§ Given exercise:
From the rows below, extract each line containing the word "sidewalk" and copy those lines out in full.

* START Data supplied *

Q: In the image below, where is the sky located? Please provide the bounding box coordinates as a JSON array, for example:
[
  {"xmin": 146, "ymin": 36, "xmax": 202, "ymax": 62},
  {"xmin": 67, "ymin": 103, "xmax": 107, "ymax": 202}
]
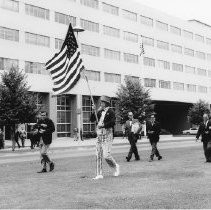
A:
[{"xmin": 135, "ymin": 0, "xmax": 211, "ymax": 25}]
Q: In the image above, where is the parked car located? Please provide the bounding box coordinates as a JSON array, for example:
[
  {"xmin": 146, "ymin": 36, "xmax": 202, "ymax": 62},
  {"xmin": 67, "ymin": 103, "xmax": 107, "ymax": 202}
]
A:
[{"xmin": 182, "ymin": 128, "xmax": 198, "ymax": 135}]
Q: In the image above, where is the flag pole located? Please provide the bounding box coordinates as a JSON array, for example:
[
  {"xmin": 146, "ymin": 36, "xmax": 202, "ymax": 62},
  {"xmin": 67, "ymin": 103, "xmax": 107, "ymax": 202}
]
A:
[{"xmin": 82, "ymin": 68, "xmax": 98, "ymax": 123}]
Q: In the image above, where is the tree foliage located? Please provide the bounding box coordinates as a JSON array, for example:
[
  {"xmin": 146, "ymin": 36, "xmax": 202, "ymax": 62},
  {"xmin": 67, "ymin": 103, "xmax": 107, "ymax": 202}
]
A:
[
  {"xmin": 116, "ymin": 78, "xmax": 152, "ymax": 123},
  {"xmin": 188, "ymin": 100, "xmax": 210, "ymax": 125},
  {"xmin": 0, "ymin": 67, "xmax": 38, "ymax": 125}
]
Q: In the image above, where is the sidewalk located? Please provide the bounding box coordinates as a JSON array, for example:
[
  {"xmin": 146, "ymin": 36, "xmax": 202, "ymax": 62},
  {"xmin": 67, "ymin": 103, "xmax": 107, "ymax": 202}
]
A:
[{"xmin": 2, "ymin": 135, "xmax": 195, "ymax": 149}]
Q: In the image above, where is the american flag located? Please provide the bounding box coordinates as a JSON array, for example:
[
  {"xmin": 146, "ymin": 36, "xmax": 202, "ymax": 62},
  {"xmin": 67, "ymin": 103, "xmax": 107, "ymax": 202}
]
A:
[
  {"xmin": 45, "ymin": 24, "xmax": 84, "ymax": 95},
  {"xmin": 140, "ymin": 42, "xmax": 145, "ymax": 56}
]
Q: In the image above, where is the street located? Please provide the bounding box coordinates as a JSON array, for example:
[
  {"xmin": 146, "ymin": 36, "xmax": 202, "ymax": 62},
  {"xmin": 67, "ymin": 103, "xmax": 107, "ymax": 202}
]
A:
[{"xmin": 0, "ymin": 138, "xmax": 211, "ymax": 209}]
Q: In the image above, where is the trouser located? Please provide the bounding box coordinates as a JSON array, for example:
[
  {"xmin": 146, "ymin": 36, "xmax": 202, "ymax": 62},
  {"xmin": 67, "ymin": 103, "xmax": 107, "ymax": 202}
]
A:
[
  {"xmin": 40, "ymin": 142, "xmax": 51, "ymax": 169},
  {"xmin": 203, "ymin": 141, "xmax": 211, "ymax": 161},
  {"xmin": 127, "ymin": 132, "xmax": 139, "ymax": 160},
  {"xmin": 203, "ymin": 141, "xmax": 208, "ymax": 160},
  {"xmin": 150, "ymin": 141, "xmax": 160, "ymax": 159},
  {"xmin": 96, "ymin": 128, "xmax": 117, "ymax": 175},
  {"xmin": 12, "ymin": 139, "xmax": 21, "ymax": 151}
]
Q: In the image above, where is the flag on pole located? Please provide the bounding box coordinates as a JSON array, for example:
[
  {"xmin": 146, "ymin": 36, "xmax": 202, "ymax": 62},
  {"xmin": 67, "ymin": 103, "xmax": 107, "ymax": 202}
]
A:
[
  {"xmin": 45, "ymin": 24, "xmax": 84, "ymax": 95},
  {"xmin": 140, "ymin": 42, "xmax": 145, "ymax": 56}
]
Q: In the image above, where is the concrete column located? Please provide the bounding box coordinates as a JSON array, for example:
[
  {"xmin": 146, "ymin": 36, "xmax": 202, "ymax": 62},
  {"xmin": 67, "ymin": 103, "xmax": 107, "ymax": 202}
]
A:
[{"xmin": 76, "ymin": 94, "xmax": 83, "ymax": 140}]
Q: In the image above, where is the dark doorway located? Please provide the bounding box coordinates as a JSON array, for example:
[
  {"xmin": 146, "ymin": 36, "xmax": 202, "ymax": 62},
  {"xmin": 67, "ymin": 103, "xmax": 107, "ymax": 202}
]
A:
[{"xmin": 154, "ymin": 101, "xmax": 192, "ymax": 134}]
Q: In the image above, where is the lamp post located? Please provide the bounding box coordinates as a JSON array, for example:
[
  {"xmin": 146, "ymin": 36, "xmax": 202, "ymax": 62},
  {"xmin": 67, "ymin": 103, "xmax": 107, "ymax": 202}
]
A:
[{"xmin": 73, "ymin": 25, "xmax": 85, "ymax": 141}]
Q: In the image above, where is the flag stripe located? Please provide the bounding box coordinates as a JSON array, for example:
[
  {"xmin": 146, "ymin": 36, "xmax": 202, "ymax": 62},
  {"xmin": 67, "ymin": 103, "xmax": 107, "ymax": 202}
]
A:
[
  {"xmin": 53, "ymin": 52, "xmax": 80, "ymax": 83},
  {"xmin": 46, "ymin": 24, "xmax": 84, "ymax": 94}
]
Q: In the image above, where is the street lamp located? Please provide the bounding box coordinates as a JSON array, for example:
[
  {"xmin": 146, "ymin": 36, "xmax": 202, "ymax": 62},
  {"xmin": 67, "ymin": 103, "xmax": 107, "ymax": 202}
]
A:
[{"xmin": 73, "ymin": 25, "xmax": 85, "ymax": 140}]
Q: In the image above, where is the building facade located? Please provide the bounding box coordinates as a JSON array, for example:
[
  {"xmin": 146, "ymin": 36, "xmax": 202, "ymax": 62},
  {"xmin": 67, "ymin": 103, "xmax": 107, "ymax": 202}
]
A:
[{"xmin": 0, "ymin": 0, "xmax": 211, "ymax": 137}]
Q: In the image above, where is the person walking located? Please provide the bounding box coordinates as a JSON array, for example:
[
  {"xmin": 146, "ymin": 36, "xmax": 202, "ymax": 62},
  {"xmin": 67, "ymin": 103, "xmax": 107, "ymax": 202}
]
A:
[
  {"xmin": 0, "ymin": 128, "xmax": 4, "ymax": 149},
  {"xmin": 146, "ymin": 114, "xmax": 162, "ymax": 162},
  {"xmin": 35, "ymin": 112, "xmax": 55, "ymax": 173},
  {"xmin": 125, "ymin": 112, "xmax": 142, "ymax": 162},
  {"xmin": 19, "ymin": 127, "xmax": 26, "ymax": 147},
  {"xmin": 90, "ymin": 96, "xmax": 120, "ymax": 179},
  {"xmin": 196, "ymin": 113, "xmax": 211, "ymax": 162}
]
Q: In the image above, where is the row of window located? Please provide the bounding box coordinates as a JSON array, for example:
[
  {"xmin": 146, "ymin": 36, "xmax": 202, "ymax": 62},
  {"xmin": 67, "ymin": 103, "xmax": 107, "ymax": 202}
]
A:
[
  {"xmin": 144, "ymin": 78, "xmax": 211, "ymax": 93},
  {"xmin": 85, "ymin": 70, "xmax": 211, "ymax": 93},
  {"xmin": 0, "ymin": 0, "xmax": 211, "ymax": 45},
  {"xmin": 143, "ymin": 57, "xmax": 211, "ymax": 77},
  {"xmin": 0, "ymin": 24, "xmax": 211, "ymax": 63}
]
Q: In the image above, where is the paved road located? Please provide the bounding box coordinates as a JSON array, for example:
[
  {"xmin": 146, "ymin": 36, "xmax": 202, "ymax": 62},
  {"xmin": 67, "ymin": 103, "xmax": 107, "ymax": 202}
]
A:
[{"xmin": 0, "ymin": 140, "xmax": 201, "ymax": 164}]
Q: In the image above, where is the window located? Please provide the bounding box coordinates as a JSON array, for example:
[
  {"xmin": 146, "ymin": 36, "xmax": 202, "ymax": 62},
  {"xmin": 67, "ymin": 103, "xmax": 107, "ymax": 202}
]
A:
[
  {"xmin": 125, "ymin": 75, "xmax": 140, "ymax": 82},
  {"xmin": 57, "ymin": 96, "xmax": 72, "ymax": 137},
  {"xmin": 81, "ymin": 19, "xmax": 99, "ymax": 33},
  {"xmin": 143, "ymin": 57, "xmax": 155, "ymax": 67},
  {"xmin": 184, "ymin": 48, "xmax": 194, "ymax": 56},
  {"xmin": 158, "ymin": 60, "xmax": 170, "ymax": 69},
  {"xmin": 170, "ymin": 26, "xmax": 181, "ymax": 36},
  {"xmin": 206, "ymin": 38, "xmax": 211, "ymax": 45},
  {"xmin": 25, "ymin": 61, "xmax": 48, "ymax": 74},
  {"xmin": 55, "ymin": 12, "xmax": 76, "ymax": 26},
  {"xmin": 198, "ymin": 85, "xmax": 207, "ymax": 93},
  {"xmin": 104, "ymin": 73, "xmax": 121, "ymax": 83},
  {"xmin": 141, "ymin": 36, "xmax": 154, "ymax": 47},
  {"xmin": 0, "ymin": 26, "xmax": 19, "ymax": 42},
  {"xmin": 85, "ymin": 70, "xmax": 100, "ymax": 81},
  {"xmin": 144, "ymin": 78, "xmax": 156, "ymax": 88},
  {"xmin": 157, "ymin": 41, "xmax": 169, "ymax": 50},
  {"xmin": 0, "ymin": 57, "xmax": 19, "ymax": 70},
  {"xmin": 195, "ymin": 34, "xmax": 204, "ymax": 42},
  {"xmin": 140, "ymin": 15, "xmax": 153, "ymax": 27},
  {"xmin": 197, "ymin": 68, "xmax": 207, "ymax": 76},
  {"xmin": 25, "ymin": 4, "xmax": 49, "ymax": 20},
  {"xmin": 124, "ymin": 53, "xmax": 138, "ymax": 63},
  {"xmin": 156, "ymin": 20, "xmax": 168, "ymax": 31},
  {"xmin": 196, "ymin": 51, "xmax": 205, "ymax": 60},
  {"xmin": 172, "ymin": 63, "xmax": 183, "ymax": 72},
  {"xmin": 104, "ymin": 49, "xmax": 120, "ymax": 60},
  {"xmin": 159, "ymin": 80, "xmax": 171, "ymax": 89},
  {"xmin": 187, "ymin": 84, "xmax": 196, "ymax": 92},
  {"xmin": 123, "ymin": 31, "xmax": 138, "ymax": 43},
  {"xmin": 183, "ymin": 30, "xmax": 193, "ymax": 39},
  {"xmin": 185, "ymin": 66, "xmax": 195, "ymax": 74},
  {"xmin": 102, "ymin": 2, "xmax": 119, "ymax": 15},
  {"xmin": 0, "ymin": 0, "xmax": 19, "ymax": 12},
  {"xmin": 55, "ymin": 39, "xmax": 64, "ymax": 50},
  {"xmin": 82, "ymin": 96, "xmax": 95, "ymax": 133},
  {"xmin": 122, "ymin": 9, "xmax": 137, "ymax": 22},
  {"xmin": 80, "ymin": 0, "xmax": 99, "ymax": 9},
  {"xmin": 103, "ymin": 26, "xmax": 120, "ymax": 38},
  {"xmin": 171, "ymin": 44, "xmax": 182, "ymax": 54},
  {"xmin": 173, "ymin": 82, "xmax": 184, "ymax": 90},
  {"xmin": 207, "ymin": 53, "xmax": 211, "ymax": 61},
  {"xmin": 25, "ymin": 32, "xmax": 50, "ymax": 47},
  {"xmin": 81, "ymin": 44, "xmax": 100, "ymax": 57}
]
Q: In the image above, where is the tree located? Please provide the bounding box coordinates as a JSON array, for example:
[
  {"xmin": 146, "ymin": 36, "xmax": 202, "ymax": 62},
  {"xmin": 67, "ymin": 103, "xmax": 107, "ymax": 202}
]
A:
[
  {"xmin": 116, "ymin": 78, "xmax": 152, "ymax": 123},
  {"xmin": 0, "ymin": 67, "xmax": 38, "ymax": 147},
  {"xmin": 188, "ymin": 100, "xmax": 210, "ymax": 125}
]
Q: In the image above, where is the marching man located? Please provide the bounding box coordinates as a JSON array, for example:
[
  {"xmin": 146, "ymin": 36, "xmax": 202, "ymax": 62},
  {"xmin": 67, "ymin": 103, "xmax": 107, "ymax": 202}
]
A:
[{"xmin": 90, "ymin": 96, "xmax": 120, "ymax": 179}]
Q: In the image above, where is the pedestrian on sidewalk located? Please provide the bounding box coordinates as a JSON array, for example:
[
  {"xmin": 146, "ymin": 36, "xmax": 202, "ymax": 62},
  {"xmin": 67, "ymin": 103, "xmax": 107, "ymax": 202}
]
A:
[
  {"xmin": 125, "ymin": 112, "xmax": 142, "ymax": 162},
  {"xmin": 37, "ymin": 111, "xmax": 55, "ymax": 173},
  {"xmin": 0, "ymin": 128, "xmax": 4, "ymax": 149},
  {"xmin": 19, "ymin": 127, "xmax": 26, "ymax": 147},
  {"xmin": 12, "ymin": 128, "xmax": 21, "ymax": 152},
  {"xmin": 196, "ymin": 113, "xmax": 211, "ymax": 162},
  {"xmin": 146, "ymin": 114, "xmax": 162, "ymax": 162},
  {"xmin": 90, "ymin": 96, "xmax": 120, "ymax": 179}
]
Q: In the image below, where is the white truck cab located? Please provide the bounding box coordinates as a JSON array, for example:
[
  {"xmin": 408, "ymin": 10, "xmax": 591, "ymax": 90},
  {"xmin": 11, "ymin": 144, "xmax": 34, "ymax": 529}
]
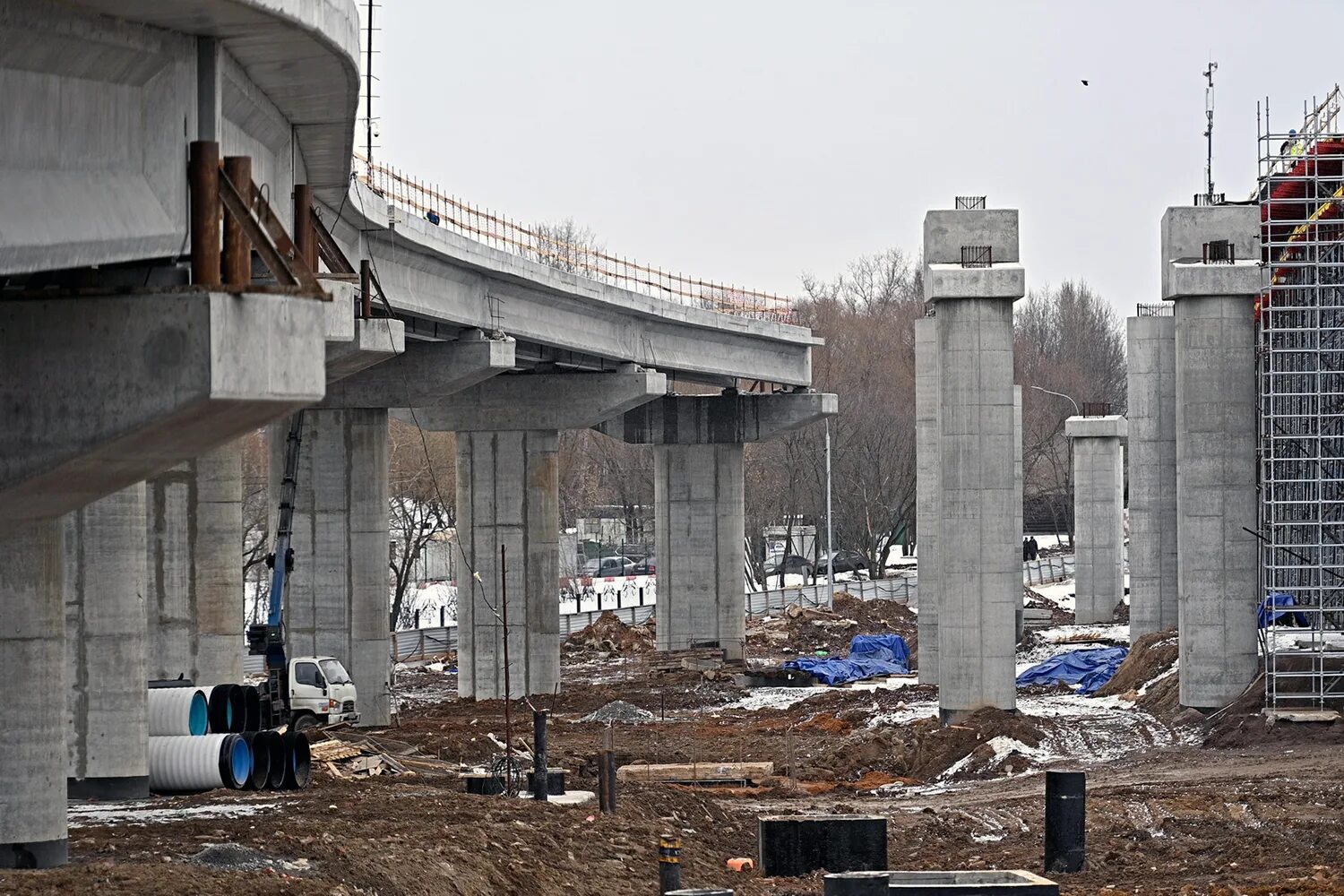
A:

* END Data supplied *

§ Answer to the task:
Q: In the image above, where is the sidewalk located? Please provide the bounding box coordinates as a JSON array, for example:
Q: In the image above, where is the pedestrian on sidewalk located? Please provide the bounding box coordinates as a JSON array, for example:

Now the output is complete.